L’opérationnalité du cahier des charges dépendra de six facteurs

Filière automobile

Le cahier des charges concernant l’automobile a été publié, le jeudi 17 novembre 2022 dans le journal officiel. Depuis je constate malheureusement la publication de déclarations euphoriques sans analyses objectives ne prenant pas en compte ni le pouvoir d’achat déterminant pour l’achat local que les coûts, la norme qualité et les mutations technologiques pour pouvoir exporter avec une révolution sans pareille pour cette filière entre 2025/2030.

● **CONSIGNE**:
Répondez à ces questions sur l'extrait consacré à la filière automobile :
(a) Selon le titre, de combien de facteurs dépendra l'opérationnalité du cahier des charges ?
(b) Quel jour et dans quel journal le cahier des charges a-t-il été publié ?
(c) Quelle période l'extrait associe-t-il à une révolution sans pareille pour la filière ?

● **DONNÉES FOURNIES**:
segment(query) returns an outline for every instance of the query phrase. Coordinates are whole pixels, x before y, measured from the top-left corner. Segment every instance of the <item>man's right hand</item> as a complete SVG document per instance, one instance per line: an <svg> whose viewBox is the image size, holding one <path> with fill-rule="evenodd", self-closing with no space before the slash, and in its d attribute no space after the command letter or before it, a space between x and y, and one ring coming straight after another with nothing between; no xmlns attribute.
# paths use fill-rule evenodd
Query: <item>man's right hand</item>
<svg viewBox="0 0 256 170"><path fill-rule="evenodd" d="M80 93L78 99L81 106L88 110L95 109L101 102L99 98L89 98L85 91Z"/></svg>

● **RÉPONSE ATTENDUE**:
(a) De six facteurs.
(b) Le jeudi 17 novembre 2022, dans le journal officiel.
(c) La période 2025/2030.